**Selected excerpt**

What’s going on here? First, we check whether an Object has been specified. This is more of an extensibility point in case our binder would like to implement global functions (also left as an exercise, for example you could recognize null.Add(1, 2) as a global Add call, translating into Math.Add(…); or, the Method property could be set to “Math.Add” to denote a static method call). We’ll assume the else case holds true for our samples, causing us to call Compile recursively on the Object dynamic expression. This will add the value corresponding to the Object expression tree’s evaluation on top of the stack (note: you can smell call-by-value semantics already, don’t you?). Next, we load the string specified in the Method property onto the stack as well. Currently the stack looks like:

(string) Method
(object) Object.Compile result

Now we get into interesting stuff as our binder’s Call method expects to see an object[] as its third parameter. How many arguments? On for each of the DynamicExpression objects in the Arguments collection, so we do Newarr passing in the object type object after pushing the number of elements to be allocated on the stack using Ldc_I4 passing in Arguments.Count. Now we have our array, we can store it in a local variable we call “arr”. Time to fill the array by first loading the local, then pushing the index followed by a push of the argument’s value – again obtained by a recursive Compile call on the argument “arg” – and finally calling stelem_ref (as we’re dealing with System.Object we need _ref). The loop invariant is that it doesn’t change the stack height: it cleanly loads three “arguments” to stelem_ref which brings the stack delta back to 0).

**Information given**
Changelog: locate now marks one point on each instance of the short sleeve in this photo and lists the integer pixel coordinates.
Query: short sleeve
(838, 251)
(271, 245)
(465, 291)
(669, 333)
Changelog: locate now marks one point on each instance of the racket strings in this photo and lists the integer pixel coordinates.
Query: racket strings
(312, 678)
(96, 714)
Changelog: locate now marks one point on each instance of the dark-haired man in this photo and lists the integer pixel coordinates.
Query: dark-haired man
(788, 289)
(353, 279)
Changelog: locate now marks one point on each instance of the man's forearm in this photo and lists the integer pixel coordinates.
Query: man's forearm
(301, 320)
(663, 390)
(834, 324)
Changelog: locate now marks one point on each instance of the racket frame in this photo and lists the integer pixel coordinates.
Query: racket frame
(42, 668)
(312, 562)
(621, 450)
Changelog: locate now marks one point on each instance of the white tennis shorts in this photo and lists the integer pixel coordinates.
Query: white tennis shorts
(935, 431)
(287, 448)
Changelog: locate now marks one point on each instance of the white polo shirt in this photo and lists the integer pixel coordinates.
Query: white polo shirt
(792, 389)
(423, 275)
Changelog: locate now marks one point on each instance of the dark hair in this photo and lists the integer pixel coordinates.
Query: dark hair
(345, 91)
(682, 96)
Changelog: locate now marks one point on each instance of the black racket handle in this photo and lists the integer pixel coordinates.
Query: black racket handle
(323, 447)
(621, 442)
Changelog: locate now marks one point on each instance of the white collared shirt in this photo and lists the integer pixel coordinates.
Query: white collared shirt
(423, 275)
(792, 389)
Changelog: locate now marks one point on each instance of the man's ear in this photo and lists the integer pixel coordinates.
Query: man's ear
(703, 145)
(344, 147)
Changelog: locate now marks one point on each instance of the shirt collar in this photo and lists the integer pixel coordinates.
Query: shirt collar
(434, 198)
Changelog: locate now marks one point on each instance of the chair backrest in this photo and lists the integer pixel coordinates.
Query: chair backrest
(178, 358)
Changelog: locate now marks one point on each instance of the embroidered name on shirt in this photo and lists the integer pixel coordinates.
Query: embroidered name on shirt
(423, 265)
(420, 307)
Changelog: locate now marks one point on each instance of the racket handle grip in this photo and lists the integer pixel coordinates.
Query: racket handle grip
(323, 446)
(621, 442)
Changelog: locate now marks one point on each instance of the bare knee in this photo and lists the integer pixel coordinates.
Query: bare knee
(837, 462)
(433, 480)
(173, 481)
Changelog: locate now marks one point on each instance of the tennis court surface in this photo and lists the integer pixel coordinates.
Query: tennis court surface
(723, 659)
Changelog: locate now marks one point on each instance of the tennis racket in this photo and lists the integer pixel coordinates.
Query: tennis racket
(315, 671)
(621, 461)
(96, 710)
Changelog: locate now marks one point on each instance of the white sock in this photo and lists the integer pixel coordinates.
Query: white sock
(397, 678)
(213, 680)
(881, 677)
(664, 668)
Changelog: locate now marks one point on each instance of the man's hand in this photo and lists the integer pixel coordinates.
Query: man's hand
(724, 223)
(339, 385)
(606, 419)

**Exercise task**
Echo back the entire passage on compiling the binder call, word for word. You won't need the rows for this.

**Complete answer**
What’s going on here? First, we check whether an Object has been specified. This is more of an extensibility point in case our binder would like to implement global functions (also left as an exercise, for example you could recognize null.Add(1, 2) as a global Add call, translating into Math.Add(…); or, the Method property could be set to “Math.Add” to denote a static method call). We’ll assume the else case holds true for our samples, causing us to call Compile recursively on the Object dynamic expression. This will add the value corresponding to the Object expression tree’s evaluation on top of the stack (note: you can smell call-by-value semantics already, don’t you?). Next, we load the string specified in the Method property onto the stack as well. Currently the stack looks like:

(string) Method
(object) Object.Compile result

Now we get into interesting stuff as our binder’s Call method expects to see an object[] as its third parameter. How many arguments? On for each of the DynamicExpression objects in the Arguments collection, so we do Newarr passing in the object type object after pushing the number of elements to be allocated on the stack using Ldc_I4 passing in Arguments.Count. Now we have our array, we can store it in a local variable we call “arr”. Time to fill the array by first loading the local, then pushing the index followed by a push of the argument’s value – again obtained by a recursive Compile call on the argument “arg” – and finally calling stelem_ref (as we’re dealing with System.Object we need _ref). The loop invariant is that it doesn’t change the stack height: it cleanly loads three “arguments” to stelem_ref which brings the stack delta back to 0).